-- start --

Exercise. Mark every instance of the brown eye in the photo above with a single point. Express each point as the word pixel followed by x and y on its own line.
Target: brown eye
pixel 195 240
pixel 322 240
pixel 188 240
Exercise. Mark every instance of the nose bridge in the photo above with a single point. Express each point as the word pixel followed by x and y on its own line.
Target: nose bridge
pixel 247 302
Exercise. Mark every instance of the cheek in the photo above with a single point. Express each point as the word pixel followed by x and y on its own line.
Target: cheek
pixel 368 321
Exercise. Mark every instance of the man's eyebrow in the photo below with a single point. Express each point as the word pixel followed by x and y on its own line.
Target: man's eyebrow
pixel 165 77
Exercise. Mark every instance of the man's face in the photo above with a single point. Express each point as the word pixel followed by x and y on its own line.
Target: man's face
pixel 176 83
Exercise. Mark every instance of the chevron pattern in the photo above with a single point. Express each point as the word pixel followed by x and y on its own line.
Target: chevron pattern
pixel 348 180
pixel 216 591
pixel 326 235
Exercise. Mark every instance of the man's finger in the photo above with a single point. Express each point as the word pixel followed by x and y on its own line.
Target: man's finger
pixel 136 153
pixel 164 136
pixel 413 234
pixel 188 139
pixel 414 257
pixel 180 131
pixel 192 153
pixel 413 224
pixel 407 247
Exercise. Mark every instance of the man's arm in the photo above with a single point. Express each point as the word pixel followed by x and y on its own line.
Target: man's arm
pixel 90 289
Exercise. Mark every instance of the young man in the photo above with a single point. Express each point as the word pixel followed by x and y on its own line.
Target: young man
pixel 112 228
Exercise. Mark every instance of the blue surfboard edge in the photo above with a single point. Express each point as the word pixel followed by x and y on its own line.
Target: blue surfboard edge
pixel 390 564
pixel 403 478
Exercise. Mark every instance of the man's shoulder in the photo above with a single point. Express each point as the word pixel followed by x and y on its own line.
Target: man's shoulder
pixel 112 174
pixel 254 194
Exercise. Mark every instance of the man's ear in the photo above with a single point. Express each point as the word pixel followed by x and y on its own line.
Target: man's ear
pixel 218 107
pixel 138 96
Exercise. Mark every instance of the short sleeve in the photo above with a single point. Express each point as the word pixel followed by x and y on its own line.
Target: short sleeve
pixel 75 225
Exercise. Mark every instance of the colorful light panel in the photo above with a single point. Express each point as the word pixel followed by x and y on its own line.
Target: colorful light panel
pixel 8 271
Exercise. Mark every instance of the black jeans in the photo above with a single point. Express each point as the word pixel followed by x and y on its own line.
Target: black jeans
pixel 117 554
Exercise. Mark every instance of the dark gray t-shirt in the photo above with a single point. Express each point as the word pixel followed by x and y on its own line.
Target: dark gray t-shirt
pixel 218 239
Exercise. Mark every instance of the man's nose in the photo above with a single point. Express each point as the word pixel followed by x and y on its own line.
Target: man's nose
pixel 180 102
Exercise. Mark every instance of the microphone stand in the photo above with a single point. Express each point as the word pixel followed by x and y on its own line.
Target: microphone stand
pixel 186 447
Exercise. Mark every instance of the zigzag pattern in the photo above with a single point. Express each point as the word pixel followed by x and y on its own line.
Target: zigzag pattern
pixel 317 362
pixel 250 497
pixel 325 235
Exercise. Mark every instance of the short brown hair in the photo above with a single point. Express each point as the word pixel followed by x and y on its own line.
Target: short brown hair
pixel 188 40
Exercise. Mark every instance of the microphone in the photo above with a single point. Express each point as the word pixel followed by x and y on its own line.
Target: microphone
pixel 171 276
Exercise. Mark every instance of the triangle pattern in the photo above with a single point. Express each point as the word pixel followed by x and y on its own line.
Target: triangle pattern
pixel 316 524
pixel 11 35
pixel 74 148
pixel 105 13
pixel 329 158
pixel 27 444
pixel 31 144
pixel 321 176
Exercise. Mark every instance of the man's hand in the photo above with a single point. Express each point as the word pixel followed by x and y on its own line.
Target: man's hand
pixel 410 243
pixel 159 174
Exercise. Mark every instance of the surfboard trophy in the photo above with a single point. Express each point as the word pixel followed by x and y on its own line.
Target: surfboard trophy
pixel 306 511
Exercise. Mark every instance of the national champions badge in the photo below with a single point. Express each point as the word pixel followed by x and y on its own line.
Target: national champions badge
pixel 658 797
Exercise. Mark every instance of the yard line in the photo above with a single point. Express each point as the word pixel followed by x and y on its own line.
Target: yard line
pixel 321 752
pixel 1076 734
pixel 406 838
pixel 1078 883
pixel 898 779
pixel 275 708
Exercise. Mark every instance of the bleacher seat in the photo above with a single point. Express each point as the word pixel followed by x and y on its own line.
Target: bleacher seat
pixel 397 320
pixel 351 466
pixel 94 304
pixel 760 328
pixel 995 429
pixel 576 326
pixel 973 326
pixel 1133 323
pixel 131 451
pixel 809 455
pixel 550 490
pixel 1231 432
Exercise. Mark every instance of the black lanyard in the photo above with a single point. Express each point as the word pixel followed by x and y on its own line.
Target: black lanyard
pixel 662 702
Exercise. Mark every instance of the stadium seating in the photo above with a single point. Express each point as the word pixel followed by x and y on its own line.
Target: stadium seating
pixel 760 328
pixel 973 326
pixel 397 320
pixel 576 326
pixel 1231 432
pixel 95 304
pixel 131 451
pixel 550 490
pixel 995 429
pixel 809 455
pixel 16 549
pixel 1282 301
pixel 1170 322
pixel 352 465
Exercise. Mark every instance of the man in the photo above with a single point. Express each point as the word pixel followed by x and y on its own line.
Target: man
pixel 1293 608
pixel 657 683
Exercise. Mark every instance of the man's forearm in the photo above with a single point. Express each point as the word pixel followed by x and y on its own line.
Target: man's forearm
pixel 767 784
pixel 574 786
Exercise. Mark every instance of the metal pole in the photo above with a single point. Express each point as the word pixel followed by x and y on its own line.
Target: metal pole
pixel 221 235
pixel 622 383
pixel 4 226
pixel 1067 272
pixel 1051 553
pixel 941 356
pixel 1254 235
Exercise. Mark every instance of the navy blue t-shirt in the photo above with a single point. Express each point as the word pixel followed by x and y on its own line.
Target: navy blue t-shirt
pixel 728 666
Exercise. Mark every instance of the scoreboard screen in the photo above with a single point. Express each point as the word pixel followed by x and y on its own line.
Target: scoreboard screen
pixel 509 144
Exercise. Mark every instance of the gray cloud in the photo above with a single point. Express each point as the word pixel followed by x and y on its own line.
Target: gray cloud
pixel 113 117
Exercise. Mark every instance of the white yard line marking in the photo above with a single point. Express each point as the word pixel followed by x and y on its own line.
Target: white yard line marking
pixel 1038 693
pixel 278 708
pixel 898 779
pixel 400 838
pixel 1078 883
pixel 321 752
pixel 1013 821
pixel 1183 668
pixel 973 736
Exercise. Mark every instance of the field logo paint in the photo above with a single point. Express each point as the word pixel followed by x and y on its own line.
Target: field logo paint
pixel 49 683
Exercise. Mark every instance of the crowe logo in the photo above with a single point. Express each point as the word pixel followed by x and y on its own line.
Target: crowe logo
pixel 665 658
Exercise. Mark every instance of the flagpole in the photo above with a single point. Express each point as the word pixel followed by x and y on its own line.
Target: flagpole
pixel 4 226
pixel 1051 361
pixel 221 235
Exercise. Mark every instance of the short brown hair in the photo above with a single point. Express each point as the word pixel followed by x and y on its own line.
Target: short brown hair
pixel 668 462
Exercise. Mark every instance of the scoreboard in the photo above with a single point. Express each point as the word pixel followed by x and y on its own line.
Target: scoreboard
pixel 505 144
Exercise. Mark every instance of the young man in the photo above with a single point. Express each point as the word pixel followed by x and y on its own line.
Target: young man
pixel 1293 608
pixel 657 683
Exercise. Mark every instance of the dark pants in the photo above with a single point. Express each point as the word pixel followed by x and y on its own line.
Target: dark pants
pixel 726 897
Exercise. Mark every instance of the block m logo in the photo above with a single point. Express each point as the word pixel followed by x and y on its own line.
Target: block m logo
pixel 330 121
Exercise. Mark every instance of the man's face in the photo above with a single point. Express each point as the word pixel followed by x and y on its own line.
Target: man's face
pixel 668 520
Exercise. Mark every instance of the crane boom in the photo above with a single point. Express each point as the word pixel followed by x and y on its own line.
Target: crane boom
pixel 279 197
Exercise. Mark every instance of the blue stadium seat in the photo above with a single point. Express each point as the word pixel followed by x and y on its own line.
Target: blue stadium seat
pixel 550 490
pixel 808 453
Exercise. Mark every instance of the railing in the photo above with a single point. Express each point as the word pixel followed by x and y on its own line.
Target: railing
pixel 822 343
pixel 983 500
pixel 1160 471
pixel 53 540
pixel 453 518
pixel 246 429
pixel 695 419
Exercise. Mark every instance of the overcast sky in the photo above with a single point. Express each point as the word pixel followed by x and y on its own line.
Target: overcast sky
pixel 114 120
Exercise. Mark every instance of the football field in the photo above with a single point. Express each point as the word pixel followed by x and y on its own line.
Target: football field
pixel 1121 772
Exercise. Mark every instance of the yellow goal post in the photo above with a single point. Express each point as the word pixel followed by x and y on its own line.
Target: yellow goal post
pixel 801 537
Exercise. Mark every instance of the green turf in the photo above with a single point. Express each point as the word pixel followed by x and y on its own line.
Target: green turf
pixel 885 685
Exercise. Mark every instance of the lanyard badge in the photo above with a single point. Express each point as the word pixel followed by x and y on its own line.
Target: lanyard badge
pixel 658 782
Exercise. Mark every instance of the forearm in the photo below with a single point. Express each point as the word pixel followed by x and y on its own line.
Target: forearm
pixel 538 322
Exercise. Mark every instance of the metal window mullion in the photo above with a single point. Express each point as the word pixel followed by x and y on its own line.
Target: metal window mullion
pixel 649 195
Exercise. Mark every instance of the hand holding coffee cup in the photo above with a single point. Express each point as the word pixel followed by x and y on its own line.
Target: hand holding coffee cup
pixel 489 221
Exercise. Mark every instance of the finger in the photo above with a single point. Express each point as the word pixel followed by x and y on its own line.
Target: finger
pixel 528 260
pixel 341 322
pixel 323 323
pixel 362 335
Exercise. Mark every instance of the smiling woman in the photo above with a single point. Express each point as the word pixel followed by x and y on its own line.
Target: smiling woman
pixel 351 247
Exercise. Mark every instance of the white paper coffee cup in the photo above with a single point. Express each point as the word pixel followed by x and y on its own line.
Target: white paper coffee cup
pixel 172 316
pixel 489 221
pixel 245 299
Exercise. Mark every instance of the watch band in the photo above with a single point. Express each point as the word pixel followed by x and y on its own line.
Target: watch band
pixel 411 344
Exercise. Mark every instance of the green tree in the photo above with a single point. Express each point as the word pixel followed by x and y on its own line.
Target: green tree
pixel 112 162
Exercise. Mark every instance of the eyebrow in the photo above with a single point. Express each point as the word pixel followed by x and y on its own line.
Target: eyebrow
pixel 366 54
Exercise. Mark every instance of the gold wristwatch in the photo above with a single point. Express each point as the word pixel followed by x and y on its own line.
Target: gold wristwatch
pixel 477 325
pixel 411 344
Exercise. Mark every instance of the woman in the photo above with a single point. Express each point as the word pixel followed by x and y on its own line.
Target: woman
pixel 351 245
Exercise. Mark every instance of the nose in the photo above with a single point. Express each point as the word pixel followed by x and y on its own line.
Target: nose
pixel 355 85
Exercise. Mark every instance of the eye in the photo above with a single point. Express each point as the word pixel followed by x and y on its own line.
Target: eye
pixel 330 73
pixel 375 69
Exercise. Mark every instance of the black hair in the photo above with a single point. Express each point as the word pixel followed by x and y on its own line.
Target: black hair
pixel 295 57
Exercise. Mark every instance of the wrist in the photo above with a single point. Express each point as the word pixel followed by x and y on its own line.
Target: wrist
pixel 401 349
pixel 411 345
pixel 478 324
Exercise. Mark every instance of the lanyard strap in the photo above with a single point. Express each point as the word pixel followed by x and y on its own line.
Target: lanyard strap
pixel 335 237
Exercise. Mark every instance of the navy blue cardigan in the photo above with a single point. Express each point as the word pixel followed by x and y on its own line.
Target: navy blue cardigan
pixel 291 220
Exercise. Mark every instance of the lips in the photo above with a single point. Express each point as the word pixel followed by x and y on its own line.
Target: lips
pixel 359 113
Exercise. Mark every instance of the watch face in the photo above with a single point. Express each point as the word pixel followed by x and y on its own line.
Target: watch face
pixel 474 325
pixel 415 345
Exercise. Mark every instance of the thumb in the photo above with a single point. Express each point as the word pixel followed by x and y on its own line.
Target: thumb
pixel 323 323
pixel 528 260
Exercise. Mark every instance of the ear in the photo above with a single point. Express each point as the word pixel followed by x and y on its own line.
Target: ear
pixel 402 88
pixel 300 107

-- end --

Copy out, unchanged, the part of the items above that opens with the line containing "Exercise. Mark every instance of the hand" and closes with the line containing "pixel 362 335", including both of those lines.

[Result]:
Exercise. Mark every instance of the hand holding coffee cup in the photo above with a single point. Express each point as the word pixel followed by x and y on its own line.
Target: hand holding coffee cup
pixel 489 221
Exercise. Mark every instance of the finger in the photo above with a single point. Express each point as the word pixel followed by x and y on its own line.
Target: finger
pixel 528 260
pixel 341 322
pixel 323 323
pixel 362 335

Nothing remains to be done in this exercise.